> [PARTS OF THE EXERCISE]
A) According to the text on liquidity in takeover law, which securities are considered liquid at all times?
B) Reproduce the passage of the takeover liquidity text starting at "TOB Circular No. 2 replaces" and ending at "fluctuations and manipulation.", switching "60 trading days" to "90 trading days".
C) Continue the text on liquidity in takeover law from its last sentence.

> [SOURCE TEXT]
◆ ◆ ◆ ◆

Liquidity in the context of Takeover Law – new TOB Circular No. 2
Liquidity in the context of Takeover Law - new TOB Circular No. 2
If minimum price rules are applicable to a public takeover or exchange offer, the stock exchange price is in general decisive for the determination of the offer price. However, the stock exchange price is only decisive if the security in question is liquid. If this is not the case, a valuation established by an auditing company or a securities dealer (Art. 25 SESTA) has to be carried out. TOB Circular No. 2 of 26 February 2010 on liquidity in the context of takeover law regulates the con-ditions under which a security is considered liquid in terms of Art. 40 para. 4 SESTO-FINMA.
TOB Circular No. 2 replaces Communication No. 2 of 3 September 2007, effective up to now, and aims to eliminate the weaknesses of the former regulation.1 Until now, a security has generally been considered liquid if it has been traded on at least 30 days out of a period of 60 trading days prior to publication of the offer or prior announcement. The relatively short period under review and the lack of consideration of volumes made this criterion vulnerable to temporary fluctuations and manipulation.
The new liquidity criterion of TOB Circular No. 2 was developed on the basis of an expert report.2 The criterion is based on the volume generated daily on exchange in relation to the free float of the security. The period under review is 12 months. If the monthly median of the daily volume of a security relative to its free float has been at least equal to 0.04% over 10 of the 12 months prior to the publication of the offer or prior announcement, the security is considered liquid. Securities which belong to the SLI are considered liquid at all times.

◆ ◆ ◆ ◆

> [GIVEN DATA]
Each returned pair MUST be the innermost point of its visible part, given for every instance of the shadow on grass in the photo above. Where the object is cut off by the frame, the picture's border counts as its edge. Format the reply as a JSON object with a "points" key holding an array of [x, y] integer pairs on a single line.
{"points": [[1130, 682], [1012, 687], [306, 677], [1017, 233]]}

◆ ◆ ◆ ◆

> [RESPONSES TO THE EXERCISE]
A) Securities that belong to the SLI.

B)
TOB Circular No. 2 replaces Communication No. 2 of 3 September 2007, effective up to now, and aims to eliminate the weaknesses of the former regulation.1 Until now, a security has generally been considered liquid if it has been traded on at least 30 days out of a period of 90 trading days prior to publication of the offer or prior announcement. The relatively short period under review and the lack of consideration of volumes made this criterion vulnerable to temporary fluctuations and manipulation.

C)
From a historical point of view, all securities which have constantly fulfilled the liquidity criterion over the last 5 ½ years represent in total approximately 97.5% of the market capitalization and 99.75% of the market turnover of all securities listed on the SIX Swiss Exchange.
The new liquidity criterion is designed solely to serve the interpretation of Art. 40 para. 4 SESTO-FINMA. It does not claim to be a universally valid formula for the determination of liquidity on financial markets.
Should you have any questions, please feel free to contact Prof. Luc Thévenoz, Chairman of the TOB.
Phone: +41 58 854 22 90 - E-mail: firstname.lastname@example.org
Zurich, 4 March 2010
1The last time these weaknesses occurred was on the occasion of the transaction relating to Harwanne Compagnie de participations industrielles et financières SA, see decision 403/2 of 16 March 2009.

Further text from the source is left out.